** RECORDS TO USE follows **

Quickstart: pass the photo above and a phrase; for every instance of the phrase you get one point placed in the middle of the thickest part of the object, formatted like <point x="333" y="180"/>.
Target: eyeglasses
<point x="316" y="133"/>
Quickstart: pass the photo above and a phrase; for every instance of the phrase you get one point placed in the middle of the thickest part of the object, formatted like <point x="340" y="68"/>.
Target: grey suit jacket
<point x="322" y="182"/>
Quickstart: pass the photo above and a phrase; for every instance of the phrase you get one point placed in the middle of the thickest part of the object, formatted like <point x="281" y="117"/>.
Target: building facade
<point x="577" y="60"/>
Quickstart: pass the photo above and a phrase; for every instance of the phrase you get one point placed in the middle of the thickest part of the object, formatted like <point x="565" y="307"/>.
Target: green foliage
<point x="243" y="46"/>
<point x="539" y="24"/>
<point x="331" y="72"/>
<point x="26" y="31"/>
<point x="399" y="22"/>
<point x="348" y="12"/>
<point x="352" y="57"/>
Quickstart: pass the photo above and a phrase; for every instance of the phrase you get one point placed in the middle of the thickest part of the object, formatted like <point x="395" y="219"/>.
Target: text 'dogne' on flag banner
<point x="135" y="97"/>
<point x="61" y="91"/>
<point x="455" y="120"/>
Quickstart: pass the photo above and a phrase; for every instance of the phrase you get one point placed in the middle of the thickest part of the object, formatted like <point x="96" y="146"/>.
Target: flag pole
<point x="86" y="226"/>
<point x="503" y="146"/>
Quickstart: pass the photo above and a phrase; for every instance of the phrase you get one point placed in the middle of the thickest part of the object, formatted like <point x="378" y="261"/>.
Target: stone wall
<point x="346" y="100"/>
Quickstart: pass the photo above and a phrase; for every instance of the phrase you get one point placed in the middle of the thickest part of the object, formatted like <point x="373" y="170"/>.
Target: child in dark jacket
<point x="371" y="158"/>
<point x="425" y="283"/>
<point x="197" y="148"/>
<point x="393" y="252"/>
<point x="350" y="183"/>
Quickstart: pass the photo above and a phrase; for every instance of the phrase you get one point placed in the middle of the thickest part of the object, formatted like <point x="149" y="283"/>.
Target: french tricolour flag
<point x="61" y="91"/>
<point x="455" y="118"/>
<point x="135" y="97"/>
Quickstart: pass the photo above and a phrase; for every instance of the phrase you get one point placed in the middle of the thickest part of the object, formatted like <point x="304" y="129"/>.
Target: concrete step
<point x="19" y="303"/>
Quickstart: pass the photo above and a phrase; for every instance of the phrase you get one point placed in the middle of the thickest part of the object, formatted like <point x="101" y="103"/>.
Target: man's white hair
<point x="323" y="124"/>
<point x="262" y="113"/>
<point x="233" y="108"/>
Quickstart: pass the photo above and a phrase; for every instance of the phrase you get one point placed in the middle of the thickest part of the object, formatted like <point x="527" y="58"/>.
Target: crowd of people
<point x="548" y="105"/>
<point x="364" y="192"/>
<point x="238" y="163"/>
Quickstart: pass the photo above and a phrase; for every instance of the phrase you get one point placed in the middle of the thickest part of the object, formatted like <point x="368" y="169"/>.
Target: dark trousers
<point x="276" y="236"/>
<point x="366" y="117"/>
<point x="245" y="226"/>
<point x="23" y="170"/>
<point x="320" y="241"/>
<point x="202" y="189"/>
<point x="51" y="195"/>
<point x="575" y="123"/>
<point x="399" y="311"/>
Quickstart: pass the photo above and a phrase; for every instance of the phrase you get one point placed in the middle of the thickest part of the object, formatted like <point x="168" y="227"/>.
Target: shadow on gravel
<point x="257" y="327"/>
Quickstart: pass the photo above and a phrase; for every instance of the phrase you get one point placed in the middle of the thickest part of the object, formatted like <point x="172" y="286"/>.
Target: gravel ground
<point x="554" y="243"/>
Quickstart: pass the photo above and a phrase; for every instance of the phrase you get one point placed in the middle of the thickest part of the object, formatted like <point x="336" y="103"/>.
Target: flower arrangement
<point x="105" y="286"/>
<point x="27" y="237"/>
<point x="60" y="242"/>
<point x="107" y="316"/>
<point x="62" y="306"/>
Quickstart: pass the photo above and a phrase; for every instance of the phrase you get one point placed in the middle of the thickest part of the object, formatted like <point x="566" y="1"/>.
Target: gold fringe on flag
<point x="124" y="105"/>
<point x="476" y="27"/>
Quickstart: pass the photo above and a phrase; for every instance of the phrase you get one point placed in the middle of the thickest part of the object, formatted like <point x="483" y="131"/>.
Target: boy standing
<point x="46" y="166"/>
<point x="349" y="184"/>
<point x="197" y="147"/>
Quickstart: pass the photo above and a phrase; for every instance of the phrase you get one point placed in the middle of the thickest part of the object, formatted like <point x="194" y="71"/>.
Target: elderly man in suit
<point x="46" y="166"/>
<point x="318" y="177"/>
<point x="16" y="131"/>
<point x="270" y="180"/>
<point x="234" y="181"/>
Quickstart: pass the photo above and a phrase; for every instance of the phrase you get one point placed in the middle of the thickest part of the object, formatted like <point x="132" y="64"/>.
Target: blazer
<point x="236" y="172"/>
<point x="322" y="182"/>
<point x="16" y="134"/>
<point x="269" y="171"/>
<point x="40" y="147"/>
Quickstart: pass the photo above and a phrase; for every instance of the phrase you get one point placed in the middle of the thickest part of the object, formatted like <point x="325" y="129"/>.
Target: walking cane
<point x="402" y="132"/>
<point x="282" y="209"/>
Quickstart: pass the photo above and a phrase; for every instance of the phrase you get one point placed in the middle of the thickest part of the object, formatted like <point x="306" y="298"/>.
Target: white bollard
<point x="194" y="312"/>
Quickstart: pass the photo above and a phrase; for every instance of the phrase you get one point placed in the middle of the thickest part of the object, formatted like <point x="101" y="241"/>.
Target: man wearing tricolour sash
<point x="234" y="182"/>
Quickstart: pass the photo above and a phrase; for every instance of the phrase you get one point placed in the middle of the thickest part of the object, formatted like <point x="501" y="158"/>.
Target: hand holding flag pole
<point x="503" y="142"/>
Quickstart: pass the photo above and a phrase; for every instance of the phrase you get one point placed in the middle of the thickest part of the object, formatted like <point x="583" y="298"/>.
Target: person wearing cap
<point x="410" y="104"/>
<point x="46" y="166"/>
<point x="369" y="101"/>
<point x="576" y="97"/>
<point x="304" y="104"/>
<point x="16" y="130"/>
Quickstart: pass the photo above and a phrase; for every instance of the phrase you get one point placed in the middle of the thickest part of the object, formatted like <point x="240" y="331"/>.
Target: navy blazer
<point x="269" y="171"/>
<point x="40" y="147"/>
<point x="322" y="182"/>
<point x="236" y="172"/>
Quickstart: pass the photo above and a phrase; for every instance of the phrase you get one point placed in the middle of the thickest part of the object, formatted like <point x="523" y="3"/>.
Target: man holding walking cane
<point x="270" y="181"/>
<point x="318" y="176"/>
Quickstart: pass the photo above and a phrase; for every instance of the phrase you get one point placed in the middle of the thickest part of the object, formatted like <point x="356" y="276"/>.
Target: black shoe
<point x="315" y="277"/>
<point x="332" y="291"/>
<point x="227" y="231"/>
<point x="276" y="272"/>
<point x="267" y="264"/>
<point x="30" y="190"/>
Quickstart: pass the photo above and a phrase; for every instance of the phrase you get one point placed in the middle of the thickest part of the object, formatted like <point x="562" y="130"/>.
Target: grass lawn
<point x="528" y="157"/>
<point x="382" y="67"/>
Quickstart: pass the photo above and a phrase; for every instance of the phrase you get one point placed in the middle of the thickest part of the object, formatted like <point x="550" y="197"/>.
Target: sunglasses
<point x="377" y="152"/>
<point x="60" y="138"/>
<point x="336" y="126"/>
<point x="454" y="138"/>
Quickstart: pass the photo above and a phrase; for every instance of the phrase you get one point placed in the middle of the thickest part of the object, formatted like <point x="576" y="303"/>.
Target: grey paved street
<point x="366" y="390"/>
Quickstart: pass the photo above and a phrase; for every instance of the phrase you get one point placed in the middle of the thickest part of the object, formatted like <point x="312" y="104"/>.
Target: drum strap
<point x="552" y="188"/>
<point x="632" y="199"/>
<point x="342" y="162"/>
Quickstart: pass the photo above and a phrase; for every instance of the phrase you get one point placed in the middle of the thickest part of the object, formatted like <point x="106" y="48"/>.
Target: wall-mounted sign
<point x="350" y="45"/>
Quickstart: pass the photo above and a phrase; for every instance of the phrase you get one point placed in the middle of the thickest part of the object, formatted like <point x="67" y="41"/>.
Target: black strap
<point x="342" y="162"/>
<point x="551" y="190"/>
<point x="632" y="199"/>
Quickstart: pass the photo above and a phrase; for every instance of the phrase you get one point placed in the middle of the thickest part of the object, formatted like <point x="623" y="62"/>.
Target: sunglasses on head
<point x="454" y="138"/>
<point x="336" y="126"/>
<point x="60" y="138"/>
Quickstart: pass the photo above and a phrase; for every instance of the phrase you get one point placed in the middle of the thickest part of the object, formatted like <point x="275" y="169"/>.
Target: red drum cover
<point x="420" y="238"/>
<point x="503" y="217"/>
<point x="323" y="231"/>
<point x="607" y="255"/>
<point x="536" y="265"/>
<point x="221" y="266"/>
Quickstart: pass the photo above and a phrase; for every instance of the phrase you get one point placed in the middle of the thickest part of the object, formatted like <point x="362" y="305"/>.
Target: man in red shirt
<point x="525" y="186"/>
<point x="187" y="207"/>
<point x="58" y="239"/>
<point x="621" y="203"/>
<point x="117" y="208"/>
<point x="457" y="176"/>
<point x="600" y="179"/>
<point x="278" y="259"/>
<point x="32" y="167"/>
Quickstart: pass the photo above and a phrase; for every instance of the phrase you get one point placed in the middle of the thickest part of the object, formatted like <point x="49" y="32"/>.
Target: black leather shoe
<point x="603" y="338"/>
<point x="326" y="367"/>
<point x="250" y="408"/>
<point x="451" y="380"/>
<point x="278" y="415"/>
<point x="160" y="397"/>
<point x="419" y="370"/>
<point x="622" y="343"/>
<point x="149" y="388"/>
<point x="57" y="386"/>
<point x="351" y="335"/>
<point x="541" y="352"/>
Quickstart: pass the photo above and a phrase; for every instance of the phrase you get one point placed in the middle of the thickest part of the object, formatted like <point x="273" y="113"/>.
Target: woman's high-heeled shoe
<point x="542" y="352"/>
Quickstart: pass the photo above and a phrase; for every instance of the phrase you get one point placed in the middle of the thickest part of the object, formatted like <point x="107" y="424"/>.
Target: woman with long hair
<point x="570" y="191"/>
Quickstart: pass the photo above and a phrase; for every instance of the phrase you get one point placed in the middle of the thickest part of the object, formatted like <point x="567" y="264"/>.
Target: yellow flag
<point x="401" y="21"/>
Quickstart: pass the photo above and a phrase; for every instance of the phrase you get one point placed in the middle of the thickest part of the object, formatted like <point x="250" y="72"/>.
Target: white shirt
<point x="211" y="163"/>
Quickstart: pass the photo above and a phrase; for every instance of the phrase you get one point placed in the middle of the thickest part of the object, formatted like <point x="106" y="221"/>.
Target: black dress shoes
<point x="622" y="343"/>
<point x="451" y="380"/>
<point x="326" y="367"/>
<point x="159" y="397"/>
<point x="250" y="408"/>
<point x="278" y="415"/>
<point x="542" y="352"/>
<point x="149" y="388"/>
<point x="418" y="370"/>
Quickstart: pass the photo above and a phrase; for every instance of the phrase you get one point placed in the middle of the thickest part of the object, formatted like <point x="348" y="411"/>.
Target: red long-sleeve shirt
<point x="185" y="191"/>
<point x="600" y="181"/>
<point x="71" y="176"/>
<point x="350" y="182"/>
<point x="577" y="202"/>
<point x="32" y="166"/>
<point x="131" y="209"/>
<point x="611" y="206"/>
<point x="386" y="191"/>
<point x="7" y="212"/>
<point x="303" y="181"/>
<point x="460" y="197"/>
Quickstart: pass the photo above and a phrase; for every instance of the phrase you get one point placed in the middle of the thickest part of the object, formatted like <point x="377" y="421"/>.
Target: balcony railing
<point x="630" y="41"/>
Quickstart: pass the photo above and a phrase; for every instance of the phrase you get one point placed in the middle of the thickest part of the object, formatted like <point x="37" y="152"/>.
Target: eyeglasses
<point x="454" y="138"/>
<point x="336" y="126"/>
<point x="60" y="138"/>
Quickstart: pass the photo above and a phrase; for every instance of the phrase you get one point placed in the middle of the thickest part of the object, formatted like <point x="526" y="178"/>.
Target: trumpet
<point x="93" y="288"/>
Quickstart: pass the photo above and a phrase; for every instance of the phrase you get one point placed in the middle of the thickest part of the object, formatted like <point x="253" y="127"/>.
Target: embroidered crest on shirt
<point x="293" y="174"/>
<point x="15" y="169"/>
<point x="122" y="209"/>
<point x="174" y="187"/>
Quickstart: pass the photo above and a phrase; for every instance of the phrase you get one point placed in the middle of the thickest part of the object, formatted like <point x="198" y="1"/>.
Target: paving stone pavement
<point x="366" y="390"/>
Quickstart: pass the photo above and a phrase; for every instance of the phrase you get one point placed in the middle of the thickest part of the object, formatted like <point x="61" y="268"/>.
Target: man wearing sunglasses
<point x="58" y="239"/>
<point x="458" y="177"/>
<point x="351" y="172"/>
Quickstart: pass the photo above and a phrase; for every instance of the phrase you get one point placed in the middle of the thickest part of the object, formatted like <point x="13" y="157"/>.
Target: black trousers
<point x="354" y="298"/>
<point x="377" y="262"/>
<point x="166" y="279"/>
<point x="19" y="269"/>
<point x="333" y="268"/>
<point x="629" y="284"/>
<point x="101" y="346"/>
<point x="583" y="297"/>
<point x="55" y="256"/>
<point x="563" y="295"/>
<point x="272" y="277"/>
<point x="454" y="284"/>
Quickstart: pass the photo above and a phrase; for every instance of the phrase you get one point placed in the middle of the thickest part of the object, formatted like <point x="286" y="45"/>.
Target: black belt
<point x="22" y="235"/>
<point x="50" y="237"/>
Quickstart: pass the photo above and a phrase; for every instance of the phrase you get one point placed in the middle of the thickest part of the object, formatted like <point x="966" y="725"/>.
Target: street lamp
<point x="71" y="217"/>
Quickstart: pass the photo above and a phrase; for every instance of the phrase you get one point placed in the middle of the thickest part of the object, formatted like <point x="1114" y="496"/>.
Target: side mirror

** End of RECORDS TO USE **

● TASK STATEMENT: Output exactly the lines from the one containing "Target: street lamp" through the last line of the entries, both ends included.

● SOLUTION TO THIS PROBLEM:
Target: street lamp
<point x="71" y="217"/>
Quickstart: pass the photo above and a phrase; for every instance of the phrase you get one point placed in the middle of the thickest part of the object, formatted like <point x="1114" y="496"/>.
Target: side mirror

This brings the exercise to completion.